An article reported by John C. Cannon summarizes studies that show that “60 percent of primates are sliding toward extinction at https://news.mongabay.com/2017/01/running-out-of-time-60-percent-of-primates-sliding-toward-extinction/ The threats to apes affects all continents where they exist--South America, Africa, and Asia. Analysis of the data shows that loss of tree cover and fragmentation of habitat are the primary cause. In Southeast Asia, the expansion of palm oil plantations is a direct cause. Overall, it is the “expansion of agriculture” that has pushed species such as “Yunan snub-nosed monkey” in China to “near extinction.” Deforestation and expansion of agriculture seem to me to inexorable forces that meet demands for food and the needs of humans near areas and conservationists have a hard time with the ethics of restricting these forces that affect the fortunes of the poor.
An article in the New York Times by Austin Ramzy describes how isolated islands in the South Pacific have been inundated by human trash even though humanity does not live in or visit the islands is available at https://www.nytimes.com/2017/05/16/world/australia/henderson-island-plastic-debris-south-pacific.html?mcubz=2&_r=0
Nevertheless, humanity’s trash affects the wildlife such as turtles becoming tangled in fishing nets and crabs using plastic containers “for shelter.” Other articles have shown that tiny plastic pieces are consumed by marine life with potentially harmful effects. As with deforestation and agricultural expansion, the spread of humanity’s effects due to dissemination of its trash is inexorable and will certainly increase in the future.

- Records shown -

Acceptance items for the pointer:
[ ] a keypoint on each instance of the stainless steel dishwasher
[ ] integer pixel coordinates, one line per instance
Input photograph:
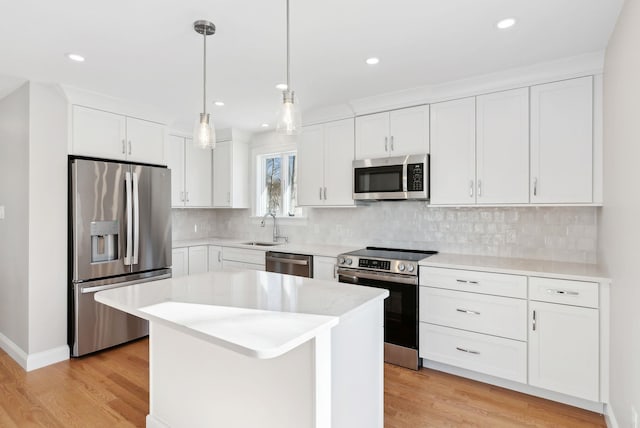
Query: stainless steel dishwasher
(290, 264)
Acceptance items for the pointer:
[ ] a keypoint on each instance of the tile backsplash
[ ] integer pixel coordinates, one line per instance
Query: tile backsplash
(549, 233)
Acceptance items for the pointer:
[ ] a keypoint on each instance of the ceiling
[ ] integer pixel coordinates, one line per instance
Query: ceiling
(146, 50)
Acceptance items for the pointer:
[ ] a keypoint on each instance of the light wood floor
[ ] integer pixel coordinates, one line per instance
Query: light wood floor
(111, 389)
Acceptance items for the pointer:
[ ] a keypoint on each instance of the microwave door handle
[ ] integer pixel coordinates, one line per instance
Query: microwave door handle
(127, 187)
(136, 219)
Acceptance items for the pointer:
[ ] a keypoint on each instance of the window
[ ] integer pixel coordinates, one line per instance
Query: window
(277, 184)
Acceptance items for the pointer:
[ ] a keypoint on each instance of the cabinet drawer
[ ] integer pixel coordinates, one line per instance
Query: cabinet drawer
(255, 257)
(495, 356)
(576, 293)
(499, 316)
(477, 282)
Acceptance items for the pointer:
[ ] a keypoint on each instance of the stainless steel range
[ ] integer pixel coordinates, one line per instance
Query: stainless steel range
(395, 270)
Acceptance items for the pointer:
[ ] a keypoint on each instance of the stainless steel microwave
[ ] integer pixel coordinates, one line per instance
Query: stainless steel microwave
(397, 177)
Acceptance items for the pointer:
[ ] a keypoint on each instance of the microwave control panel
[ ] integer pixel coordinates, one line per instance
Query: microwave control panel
(415, 177)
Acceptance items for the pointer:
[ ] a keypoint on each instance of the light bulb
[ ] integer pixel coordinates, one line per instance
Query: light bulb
(289, 117)
(204, 134)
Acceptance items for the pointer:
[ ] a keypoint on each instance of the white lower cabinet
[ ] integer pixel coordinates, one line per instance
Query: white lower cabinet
(198, 259)
(180, 262)
(215, 258)
(495, 356)
(325, 268)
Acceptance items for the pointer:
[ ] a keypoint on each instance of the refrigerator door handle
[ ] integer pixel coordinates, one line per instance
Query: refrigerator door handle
(136, 220)
(127, 186)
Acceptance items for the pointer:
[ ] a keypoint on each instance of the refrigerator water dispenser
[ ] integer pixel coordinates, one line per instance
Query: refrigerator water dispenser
(104, 241)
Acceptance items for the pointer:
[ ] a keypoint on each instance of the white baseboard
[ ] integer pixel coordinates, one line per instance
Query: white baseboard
(610, 417)
(36, 360)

- Exercise requirements -
a) Please repeat the passage on habitat loss and human trash word for word, between "An article reported" and "of the poor.", inclusive.
b) Count the lines of the records that contain the string "ceiling" and give only that number.
The passage on habitat loss and human trash has no connection to the records.

- Task solutions -
a)
An article reported by John C. Cannon summarizes studies that show that “60 percent of primates are sliding toward extinction at https://news.mongabay.com/2017/01/running-out-of-time-60-percent-of-primates-sliding-toward-extinction/ The threats to apes affects all continents where they exist--South America, Africa, and Asia. Analysis of the data shows that loss of tree cover and fragmentation of habitat are the primary cause. In Southeast Asia, the expansion of palm oil plantations is a direct cause. Overall, it is the “expansion of agriculture” that has pushed species such as “Yunan snub-nosed monkey” in China to “near extinction.” Deforestation and expansion of agriculture seem to me to inexorable forces that meet demands for food and the needs of humans near areas and conservationists have a hard time with the ethics of restricting these forces that affect the fortunes of the poor.

b) 2